*Texto para análise*
»»
Poucos artistas contemporâneos sabem traduzir tão bem o tempo em que vivem quanto Hayley Williams. E, talvez, seja justamente por isso que o lançamento de Ego Death At A Bachelorette Party seja mais do que apenas um álbum solo: é um manifesto de independência, vulnerabilidade e reinvenção de uma artista que carrega duas décadas de palco, mas ainda soa como se estivesse começando algo novo.
Depois de surpreender os fãs em agosto, com uma coletânea de 17 singles soltos que viralizaram em fóruns e no site colaborativo hayleysingles.com, a também vocalista da banda Paramore embaralhou as cartas do próprio jogo, quase como um jogo em que as pessoas selecionam a ordem que querem ouvir. Movimento genial em uma era de streamings e, pra mim, uma crítica ao sistema que ‘reprime’ a criatividade.
««
*Exercício*
No texto sobre Hayley Williams, reproduza o trecho de "Depois de surpreender" até "que ‘reprime’ a criatividade." e troque "agosto" por "setembro". A listagem não tem relação com o texto.

*Dados fornecidos*
»»
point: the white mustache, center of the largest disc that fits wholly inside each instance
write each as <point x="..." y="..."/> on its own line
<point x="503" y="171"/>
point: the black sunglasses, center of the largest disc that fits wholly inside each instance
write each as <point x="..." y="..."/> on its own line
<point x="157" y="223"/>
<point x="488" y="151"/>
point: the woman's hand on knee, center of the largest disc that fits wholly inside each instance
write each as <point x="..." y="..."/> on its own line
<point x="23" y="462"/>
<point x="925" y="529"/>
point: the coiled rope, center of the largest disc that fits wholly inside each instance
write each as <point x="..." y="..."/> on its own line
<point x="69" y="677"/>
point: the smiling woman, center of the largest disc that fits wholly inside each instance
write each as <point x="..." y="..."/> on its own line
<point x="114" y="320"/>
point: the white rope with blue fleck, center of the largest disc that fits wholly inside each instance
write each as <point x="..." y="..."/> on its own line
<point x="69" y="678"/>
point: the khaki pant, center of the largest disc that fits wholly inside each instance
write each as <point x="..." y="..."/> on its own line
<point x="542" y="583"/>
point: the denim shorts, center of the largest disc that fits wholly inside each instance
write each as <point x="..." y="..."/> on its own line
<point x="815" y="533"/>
««
»»
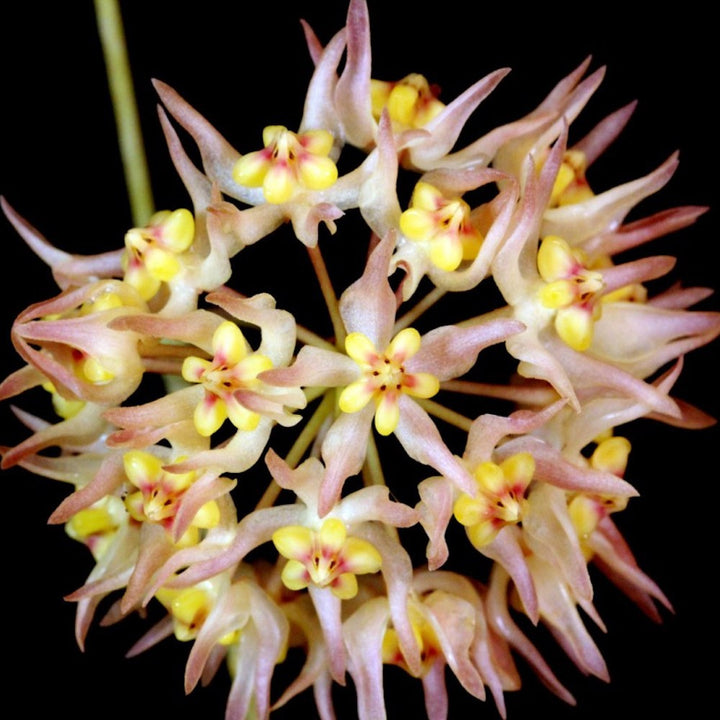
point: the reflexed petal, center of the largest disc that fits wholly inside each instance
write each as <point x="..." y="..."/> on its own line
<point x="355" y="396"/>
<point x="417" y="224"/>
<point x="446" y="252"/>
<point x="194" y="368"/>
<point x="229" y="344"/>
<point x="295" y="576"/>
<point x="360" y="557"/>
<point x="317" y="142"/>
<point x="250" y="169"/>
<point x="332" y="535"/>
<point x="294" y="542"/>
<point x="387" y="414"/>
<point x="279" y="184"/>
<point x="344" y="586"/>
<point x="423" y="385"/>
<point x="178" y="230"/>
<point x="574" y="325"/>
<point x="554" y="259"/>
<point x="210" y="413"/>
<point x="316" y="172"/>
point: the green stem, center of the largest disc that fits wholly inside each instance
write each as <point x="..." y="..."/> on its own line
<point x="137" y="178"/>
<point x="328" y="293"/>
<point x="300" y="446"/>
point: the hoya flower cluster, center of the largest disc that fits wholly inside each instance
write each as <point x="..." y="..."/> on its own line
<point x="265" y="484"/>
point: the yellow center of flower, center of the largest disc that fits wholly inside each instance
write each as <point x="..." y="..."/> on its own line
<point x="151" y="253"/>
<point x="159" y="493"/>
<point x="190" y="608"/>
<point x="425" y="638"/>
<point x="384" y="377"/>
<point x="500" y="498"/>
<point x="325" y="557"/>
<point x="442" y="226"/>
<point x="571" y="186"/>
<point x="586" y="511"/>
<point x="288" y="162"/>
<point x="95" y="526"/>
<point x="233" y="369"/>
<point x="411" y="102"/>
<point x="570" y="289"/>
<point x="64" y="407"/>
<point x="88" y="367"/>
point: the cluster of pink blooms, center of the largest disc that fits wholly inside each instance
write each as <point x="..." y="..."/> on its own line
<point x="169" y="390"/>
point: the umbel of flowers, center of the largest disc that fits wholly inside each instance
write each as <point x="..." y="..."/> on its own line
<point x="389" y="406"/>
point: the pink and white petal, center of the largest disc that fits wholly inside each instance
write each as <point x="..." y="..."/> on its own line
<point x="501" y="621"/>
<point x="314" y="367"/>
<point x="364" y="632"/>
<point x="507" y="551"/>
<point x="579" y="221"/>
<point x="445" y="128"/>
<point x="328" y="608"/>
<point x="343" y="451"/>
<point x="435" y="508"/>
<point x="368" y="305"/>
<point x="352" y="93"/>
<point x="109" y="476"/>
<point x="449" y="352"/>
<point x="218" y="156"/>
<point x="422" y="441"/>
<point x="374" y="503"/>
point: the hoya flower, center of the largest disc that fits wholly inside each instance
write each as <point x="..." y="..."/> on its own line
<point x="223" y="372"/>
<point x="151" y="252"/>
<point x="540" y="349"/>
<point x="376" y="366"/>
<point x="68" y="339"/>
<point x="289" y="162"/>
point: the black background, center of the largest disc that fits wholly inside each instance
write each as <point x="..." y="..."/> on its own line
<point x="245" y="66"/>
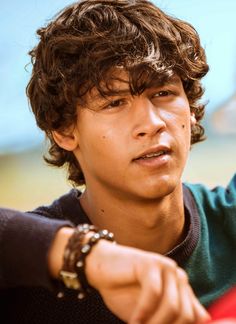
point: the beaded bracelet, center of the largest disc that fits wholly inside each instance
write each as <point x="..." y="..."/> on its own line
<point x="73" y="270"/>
««
*Resposta do exercício*
Depois de surpreender os fãs em setembro, com uma coletânea de 17 singles soltos que viralizaram em fóruns e no site colaborativo hayleysingles.com, a também vocalista da banda Paramore embaralhou as cartas do próprio jogo, quase como um jogo em que as pessoas selecionam a ordem que querem ouvir. Movimento genial em uma era de streamings e, pra mim, uma crítica ao sistema que ‘reprime’ a criatividade.